__TÂCHE À RÉALISER__
D'après l'extrait fourni, quel passage du Coran Dhahabî invoque-t-il comme fondement scripturaire du mensonge contre Dieu et Son Envoyé ?

--- EXTRAIT FOURNI ---

Chapitre troisième: Les fautes graves contre les fondements de la religion (usûl ad-dîn)

 

 

5. - Mentir contre Dieu et Son Envoyé

Insulter un des compagnons du Prophète

Offenser les walî-s de Dieu

a - Le fondement scripturaire du mensonge contre. Dieu et Son Envoyé invoqué par Dhahabî est Coran 39, 61/60 ;

"Au jour de la Résurrection, tu verras ceux qui ont créé un mensonge contre Dieu, le visage enténébré".

Mais que faut-il entendre par mensonge contre Dieu ? Hasan comprend sous le terme de menteurs ceux qui disent ; "Si nous le voulons, nous le faisons ; si nous ne le voulons pas, nous ne le faisons pas", récusant ainsi le Décret. Indubitablement, ajoute Dhahabî, le mensonge contre Dieu et son Envoyé consiste dans le fait de rendre licite ce qui est interdit et d'interdire ce qui est licite. C'est une impiété sans nom.

***

Nous retrouvons donc ici a la base de cette kabîra, la même raison qui a conduit Dhahabî à classer les fautes précédentes parmi les kabâ'ir  le mensonge contre Dieu et Son Envoyé, autrement dit, ne pas reconnaître la validité des limites entre le licite et l'illicite telles qu'elles sont définies dans Sa Parole, est une atteinte aux décisions prises par Dieu sans aucune justification dans Sa souveraine liberté.

La définition est assez restrictive. D'autres, comme Ibn Battâ ' , ont donné à l'expression une portée plus générale: inventer des mensonges contre Dieu, c'est le faire par le détour d'une exégèse rationnelle et allégorique du Coran.

Dhahabî parle de kidhb. Le mot le plus généralement employé est sabb (insulte). L'insulte contre Dieu est impiété, sans conteste possible. Ibn Qudâma l'affirme sans ambiguïté :

"Quiconque insulte Dieu le Très-Haut est coupable d'impiété qu'il plaisante ou soit sérieux. Il en est de même pour quiconque se moque de Dieu le Très-Haut, de Ses signes , de Ses Envoyés ou de Ses Livres [...]. Il ne suffit pas pour celui qui se moque ainsi de revenir à l'Islam, il doit être puni de ta'zîr dans un but de dissuasion. Si la repentance ne suffit pas pour celui qui insulte le Prophète, a fortiori ne suffit-elle pas pour qui insulte Dieu".

--- LIGNES BRUTES ---

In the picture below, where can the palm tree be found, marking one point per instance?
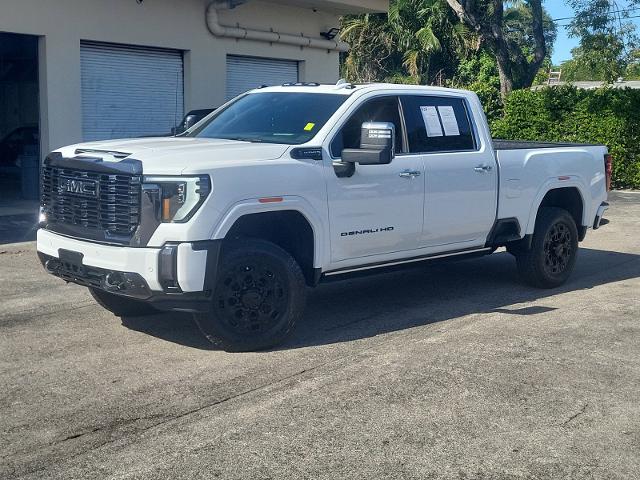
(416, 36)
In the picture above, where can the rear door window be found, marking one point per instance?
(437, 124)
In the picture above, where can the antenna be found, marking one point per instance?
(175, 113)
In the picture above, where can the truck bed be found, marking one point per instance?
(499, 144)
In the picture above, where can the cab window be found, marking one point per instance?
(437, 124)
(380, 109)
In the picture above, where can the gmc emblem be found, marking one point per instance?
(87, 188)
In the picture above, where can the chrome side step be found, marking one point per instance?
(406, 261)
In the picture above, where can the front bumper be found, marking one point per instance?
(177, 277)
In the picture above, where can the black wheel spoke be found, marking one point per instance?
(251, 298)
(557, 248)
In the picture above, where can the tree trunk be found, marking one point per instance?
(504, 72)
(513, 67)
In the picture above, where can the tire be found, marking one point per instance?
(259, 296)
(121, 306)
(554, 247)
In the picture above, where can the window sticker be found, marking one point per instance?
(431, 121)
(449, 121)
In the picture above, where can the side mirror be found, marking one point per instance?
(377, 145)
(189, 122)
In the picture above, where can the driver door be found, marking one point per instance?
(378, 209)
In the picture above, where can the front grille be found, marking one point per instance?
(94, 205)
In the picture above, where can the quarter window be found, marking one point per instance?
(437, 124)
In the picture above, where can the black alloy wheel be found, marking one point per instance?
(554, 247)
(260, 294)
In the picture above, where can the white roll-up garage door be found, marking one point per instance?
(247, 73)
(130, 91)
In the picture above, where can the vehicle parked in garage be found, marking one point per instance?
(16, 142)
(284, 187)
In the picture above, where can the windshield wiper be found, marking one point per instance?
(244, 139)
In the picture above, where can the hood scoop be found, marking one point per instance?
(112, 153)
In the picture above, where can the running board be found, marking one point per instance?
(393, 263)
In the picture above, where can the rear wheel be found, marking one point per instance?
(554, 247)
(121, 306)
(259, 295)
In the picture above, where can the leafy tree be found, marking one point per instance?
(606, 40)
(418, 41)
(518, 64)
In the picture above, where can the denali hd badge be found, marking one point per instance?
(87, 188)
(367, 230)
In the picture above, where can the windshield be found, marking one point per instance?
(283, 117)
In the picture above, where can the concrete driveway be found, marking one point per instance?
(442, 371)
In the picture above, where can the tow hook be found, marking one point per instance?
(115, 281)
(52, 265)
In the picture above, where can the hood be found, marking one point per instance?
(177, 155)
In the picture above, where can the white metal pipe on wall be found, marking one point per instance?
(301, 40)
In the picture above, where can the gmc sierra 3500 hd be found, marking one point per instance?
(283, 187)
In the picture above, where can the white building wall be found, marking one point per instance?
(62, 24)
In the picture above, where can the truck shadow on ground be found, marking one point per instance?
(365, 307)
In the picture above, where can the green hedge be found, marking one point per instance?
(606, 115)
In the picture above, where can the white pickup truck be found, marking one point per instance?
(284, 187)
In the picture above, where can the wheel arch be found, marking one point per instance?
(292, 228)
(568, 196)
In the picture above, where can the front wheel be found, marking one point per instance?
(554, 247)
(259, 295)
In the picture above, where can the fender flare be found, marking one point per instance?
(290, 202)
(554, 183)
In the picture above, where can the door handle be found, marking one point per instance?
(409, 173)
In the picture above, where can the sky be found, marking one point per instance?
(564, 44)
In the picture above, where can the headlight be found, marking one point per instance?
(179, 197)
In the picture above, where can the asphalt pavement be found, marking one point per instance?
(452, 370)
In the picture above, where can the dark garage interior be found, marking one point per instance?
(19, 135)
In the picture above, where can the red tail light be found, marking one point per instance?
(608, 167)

---

__RÉPONSE__
Coran 39, 61/60.